> _ACTIVITY_: Please extract each line from the items below that contains the word "before".

[Data extracted from a collection]
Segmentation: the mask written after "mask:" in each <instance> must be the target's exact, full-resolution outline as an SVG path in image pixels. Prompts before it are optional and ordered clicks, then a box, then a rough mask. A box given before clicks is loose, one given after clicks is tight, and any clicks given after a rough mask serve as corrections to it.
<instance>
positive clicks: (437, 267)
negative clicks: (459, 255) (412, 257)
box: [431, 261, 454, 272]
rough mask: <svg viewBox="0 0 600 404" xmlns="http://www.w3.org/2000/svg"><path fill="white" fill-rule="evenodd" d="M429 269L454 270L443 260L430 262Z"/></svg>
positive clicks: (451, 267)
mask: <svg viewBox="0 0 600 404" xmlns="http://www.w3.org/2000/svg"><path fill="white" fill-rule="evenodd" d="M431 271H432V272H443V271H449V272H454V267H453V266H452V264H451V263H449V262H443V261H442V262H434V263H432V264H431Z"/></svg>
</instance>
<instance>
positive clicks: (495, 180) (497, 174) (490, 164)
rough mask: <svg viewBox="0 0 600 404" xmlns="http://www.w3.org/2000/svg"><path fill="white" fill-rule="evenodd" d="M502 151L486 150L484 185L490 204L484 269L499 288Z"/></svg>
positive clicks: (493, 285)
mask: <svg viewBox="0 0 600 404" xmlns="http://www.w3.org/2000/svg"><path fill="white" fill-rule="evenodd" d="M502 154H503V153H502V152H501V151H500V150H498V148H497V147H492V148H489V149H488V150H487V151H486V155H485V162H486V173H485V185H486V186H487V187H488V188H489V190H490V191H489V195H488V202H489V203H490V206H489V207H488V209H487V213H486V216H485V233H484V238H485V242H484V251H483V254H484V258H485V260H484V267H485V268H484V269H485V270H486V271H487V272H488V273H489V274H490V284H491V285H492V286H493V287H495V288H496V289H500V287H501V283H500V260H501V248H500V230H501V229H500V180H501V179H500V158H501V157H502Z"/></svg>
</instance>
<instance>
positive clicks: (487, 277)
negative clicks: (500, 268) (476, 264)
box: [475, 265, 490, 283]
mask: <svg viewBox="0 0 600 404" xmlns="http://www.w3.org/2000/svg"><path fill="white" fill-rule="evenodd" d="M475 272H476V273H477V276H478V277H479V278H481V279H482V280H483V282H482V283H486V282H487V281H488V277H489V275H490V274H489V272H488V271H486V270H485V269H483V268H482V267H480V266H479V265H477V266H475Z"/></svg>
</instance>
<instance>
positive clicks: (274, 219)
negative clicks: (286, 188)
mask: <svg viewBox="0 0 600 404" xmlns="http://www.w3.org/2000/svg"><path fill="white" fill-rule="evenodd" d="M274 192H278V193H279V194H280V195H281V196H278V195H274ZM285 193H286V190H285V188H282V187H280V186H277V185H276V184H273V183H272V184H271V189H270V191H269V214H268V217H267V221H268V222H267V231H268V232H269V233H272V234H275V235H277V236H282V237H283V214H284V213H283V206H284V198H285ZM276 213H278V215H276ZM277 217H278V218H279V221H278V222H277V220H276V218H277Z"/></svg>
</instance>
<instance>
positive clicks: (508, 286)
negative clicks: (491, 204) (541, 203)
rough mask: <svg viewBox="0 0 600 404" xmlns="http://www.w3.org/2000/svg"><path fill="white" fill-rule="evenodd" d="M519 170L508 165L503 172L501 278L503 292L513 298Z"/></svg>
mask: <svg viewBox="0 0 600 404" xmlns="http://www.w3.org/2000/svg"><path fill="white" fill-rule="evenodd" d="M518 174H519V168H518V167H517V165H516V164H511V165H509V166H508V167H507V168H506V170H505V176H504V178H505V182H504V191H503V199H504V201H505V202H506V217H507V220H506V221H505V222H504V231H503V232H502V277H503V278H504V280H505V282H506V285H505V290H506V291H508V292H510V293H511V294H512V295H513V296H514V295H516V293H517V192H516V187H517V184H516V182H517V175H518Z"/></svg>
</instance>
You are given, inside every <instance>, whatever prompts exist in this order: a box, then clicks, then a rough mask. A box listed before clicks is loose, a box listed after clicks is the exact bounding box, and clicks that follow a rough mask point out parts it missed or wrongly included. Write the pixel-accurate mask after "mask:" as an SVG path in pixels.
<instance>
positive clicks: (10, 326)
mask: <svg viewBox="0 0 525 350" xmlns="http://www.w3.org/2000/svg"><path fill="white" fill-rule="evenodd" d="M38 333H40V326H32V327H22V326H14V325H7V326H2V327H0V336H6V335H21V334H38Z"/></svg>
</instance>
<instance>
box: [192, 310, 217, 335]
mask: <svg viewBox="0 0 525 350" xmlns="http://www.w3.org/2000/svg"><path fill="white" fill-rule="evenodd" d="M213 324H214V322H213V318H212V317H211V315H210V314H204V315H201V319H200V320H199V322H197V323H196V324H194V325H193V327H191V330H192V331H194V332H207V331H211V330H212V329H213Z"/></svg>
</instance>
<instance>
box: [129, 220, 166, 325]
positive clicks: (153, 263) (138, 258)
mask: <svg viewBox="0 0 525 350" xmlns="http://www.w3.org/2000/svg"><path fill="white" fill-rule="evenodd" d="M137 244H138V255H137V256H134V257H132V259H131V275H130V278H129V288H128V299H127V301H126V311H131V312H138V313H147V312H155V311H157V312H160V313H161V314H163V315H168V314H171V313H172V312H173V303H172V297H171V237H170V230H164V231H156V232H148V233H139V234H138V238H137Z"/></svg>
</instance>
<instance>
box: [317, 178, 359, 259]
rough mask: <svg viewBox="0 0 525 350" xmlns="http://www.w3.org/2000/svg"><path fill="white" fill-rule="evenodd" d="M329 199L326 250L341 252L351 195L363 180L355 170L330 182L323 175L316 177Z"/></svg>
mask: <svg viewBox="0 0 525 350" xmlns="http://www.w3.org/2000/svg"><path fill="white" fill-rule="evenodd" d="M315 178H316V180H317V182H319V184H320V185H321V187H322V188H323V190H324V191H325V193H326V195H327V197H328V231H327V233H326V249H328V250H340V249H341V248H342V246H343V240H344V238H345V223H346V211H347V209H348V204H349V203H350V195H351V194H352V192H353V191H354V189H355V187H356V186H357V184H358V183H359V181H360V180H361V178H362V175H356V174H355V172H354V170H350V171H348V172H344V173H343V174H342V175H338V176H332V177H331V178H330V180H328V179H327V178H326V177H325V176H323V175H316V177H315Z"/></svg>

> _SOLVED PROBLEM_:
Segmentation: the mask written after "mask:" in each <instance> must be the target's exact, full-resolution outline as an SVG path in image pixels. Prompts before it are optional and ordered clicks, then a box, then a rough mask. A box given before clicks is loose, one given after clicks is tight, and any clicks given after a rough mask serve as corrections to it.
You are given, inside every <instance>, whatever prompts exist in this order: a box, then clicks, then a rough mask. A box listed before clicks is loose, a box listed after clicks is the exact bounding box, and clicks that follow a rough mask point out parts it missed or wrongly included. Write the pixel-accurate mask after "mask:" as an SVG path in pixels.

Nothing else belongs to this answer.